_Problem to work on_: Check each statement against the text on Fed lending and quantitative tightening. Answer yes or no and quote the words from the text that decide it. (a) Under the BTFP, banks can borrow for as long as one year. (b) FDIC loans went up in October. (c) Under the BTFP, collateral is valued at the lower market price.

_Text shown_:
[Start of Attachment]

Discount window lending to banks is as old as the Fed. The Fed currently charges banks 5.5% to borrow at the discount window, and banks must provide collateral under strict conditions and at “fair market value”. The banks repay these expensive discount window loans as soon as they can.
Bank term finance programme (BTFP):
The BTFP increased by $1.4 billion in October to reach $109 billion. The BTFP, created during the bank panic, is less punitive and more flexible than the Discount Window. Banks can borrow for up to one year, at a fixed rate, pegged to the one-year overnight index swap rate plus 10 basis points. The collateral is valued at purchase price rather than at the lower market price.
This facility is small compared to the $22.8 trillion in commercial banking assets held by the 4,100 US commercial banks.
FDIC loans:
FDIC loans fell by $16 billion in October, to $47 billion. The FDIC sold the assets it had assumed with the takeovers of Silicon Valley Bank, Signature Bank and First Republic. Once asset sales are completed, the FDIC sends the proceeds to the Fed to repay the outstanding loans. The FDIC also made a $50 billion loan to JPMorgan to finance part of the First Republic liabilities that JPMorgan had assumed.
What is quantitative tightening?
The Atlanta Fed has attempted to answer the question of how to quantify the equivalence between interest rate hikes and quantitative tightening. Using a simple “preferred habit” model, the institution estimates that a passive withdrawal of $2.2 trillion of nominal Treasury securities from the Federal Reserve’s balance sheet over three years is equivalent to an increase of 29 basis points in the current federal funds rate in normal times, but 74 basis points in times of turbulence.
According to another Fed document published in June, $2.5 trillion of QT over the next few years would be roughly equivalent to raising the policy rate by just over 50 basis points.
Solomon Tadesse, head of quantitative strategies for North America at Société Générale, is much less optimistic. He estimates that every $100 billion of QT is equivalent to a 12bp increase in the key rate.
He believes that to keep inflation in check, the Fed may need to tighten policy by a further 9 percentage points, split evenly between rate hikes and QT.
Why tighten the Fed’s balance sheet?
There are several reasons for a QT. The first is to reach the Fed’s target of 2%. The second is to pay less interest on the Fed’s balance sheet holdings (even if we agree that the US Federal Reserve cannot go bankrupt).
A final reason to engage in QT is to free up capacity for future QE.
Indeed, if the Fed’s balance sheet were to continue to grow, it could, in theory, run out of Treasuries or other acceptable assets to buy in order to conduct QE in the future.
Former Richmond Fed President J. Alfred Broaddus Jr. and policy advisor Marvin Goodfriend addressed this issue in very different circumstances in a 2001 article in the Richmond Fed Economic Quarterly.

[End of Attachment]

Point localization data

[Start of Attachment]

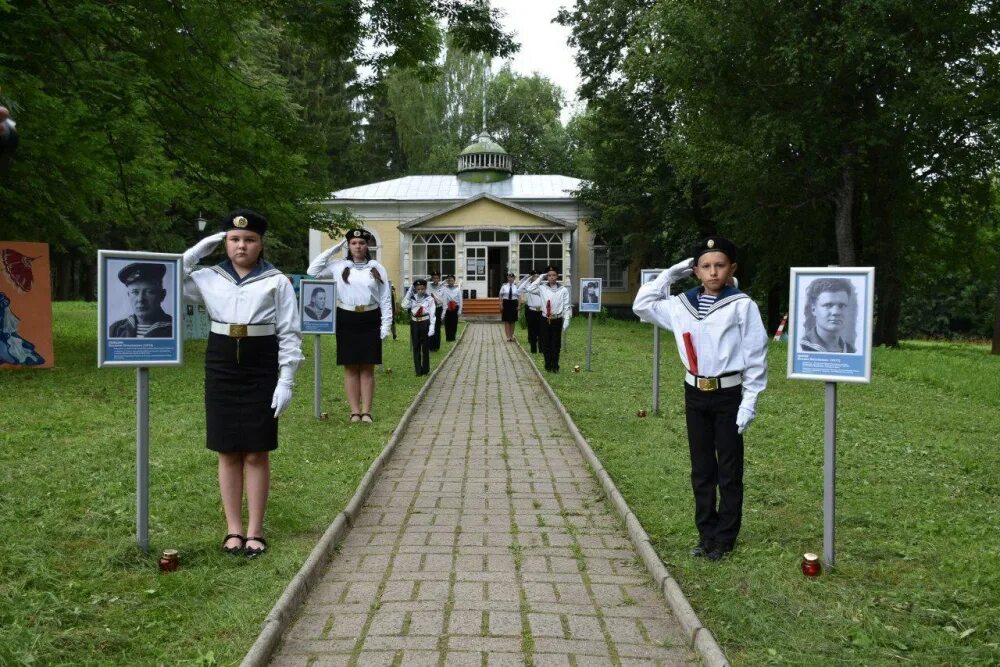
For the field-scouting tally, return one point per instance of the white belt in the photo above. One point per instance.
(711, 384)
(242, 330)
(357, 309)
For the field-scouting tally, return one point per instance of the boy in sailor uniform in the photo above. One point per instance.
(434, 288)
(250, 362)
(451, 294)
(532, 311)
(423, 321)
(556, 311)
(722, 343)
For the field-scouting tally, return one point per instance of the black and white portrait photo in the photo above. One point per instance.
(317, 305)
(590, 295)
(142, 296)
(140, 316)
(831, 313)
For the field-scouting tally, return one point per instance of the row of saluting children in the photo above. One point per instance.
(254, 350)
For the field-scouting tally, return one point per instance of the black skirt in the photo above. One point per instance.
(509, 313)
(240, 376)
(358, 337)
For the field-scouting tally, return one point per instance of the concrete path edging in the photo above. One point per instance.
(298, 588)
(701, 638)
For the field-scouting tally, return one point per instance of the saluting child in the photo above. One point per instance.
(722, 343)
(423, 318)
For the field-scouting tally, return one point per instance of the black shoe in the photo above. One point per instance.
(719, 551)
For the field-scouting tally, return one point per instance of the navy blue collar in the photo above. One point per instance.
(227, 266)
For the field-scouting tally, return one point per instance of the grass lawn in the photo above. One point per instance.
(74, 589)
(918, 519)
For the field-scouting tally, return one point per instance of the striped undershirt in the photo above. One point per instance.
(705, 301)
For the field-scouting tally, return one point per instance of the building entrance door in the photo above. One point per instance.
(496, 262)
(475, 278)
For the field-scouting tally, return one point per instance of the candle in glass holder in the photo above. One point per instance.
(168, 560)
(810, 565)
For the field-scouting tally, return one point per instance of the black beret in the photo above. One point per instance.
(715, 244)
(243, 219)
(146, 271)
(359, 234)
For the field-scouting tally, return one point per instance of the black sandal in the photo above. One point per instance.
(251, 552)
(233, 551)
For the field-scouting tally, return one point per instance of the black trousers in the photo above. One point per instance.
(450, 324)
(419, 343)
(434, 342)
(716, 462)
(550, 338)
(532, 318)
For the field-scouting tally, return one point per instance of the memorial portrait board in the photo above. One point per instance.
(831, 311)
(590, 295)
(140, 318)
(318, 306)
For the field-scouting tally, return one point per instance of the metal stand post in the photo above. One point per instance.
(656, 370)
(829, 473)
(590, 336)
(142, 458)
(317, 376)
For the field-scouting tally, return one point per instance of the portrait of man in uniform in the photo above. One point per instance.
(317, 308)
(828, 317)
(144, 293)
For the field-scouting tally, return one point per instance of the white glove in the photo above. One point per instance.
(282, 397)
(743, 418)
(202, 249)
(680, 270)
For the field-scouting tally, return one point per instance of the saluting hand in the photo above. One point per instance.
(282, 397)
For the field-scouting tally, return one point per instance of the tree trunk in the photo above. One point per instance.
(843, 202)
(996, 323)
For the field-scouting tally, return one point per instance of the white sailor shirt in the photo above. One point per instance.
(264, 296)
(509, 291)
(414, 303)
(729, 338)
(362, 289)
(554, 301)
(451, 295)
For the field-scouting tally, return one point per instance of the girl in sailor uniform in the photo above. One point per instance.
(509, 303)
(451, 295)
(250, 362)
(423, 321)
(556, 311)
(532, 311)
(364, 316)
(722, 343)
(435, 288)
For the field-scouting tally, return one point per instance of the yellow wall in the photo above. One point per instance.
(484, 213)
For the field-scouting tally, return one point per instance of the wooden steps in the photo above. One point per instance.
(481, 309)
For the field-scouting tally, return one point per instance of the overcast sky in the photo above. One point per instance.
(543, 43)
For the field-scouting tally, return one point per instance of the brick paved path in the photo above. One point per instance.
(485, 542)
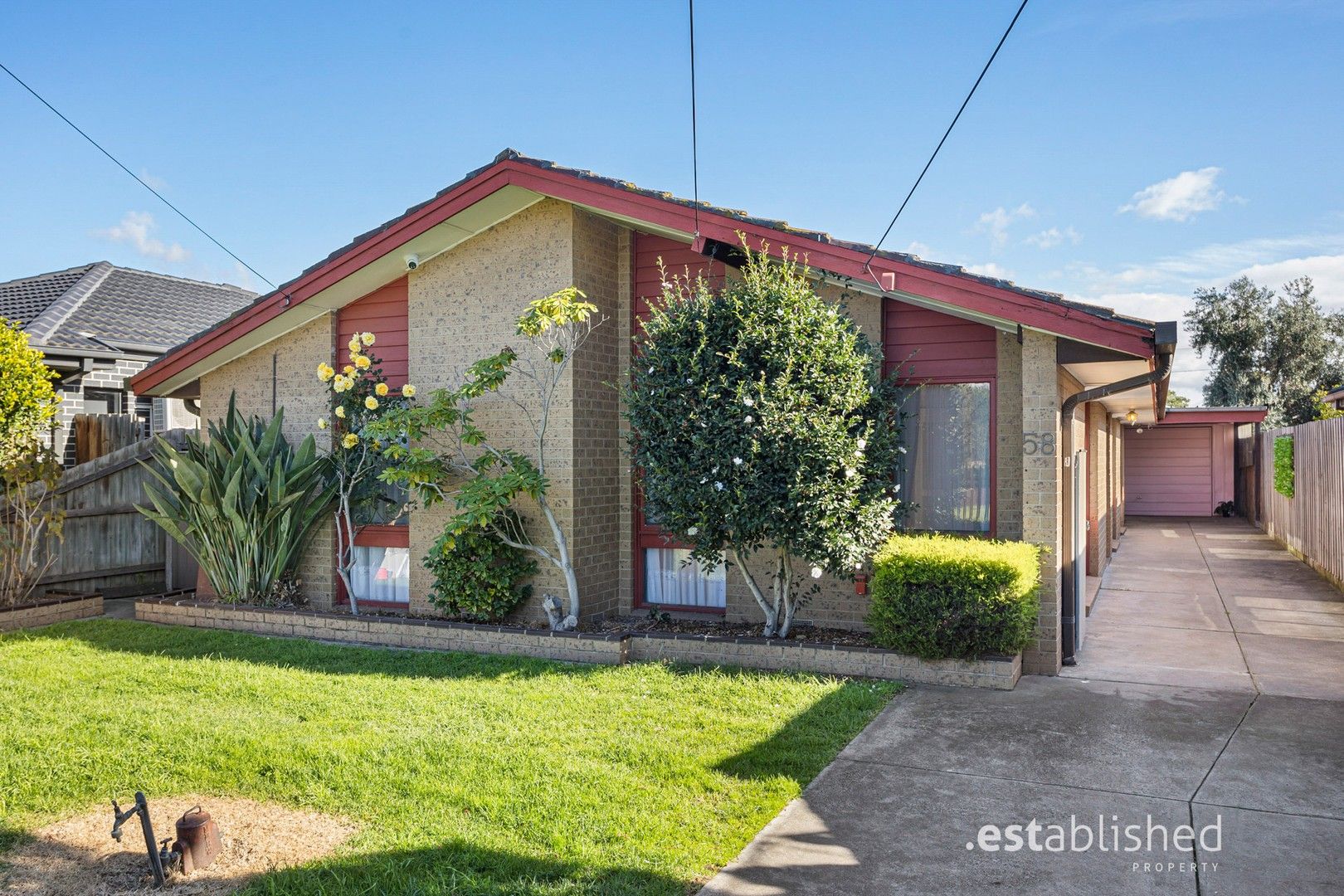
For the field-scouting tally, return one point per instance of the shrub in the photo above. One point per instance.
(938, 597)
(244, 503)
(1283, 481)
(477, 575)
(760, 421)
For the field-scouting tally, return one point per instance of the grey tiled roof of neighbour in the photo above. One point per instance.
(99, 306)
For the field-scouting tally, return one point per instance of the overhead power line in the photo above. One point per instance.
(695, 148)
(134, 175)
(957, 117)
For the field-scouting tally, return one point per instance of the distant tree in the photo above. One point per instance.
(1268, 348)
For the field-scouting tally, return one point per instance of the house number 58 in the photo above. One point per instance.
(1038, 444)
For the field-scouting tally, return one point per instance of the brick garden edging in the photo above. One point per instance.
(60, 607)
(582, 646)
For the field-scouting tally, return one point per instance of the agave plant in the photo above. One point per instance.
(244, 503)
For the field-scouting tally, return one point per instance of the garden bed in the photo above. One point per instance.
(678, 642)
(54, 606)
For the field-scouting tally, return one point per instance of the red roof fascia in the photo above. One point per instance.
(845, 262)
(1177, 416)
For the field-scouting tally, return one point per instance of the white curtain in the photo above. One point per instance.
(947, 461)
(382, 574)
(671, 578)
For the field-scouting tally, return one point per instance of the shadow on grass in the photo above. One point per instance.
(811, 739)
(459, 867)
(178, 642)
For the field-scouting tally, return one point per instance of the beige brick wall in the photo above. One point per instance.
(1008, 440)
(1040, 492)
(464, 305)
(601, 270)
(293, 359)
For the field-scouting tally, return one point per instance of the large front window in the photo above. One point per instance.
(945, 476)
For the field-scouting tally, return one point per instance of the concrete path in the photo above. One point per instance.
(1214, 603)
(1181, 711)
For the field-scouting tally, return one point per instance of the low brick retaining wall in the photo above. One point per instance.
(54, 607)
(386, 631)
(611, 649)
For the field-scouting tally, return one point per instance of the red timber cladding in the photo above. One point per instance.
(930, 345)
(678, 260)
(383, 314)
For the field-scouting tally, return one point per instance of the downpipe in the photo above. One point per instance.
(1069, 603)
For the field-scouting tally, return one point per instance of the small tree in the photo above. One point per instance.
(481, 476)
(27, 399)
(358, 398)
(30, 527)
(760, 421)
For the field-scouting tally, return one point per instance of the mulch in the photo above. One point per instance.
(78, 856)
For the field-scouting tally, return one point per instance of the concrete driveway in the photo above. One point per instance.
(1188, 720)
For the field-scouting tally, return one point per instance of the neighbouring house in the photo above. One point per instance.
(1187, 464)
(97, 324)
(1016, 433)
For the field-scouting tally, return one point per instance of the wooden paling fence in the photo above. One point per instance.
(1311, 524)
(108, 546)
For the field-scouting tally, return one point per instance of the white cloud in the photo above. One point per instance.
(1179, 197)
(997, 222)
(990, 269)
(1054, 236)
(138, 229)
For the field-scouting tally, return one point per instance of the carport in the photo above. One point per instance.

[End of Attachment]

_Task result_:
(a) Yes: "Banks can borrow for up to one year"
(b) No: "FDIC loans fell by $16 billion in October, to $47 billion."
(c) No: "The collateral is valued at purchase price rather than at the lower market price."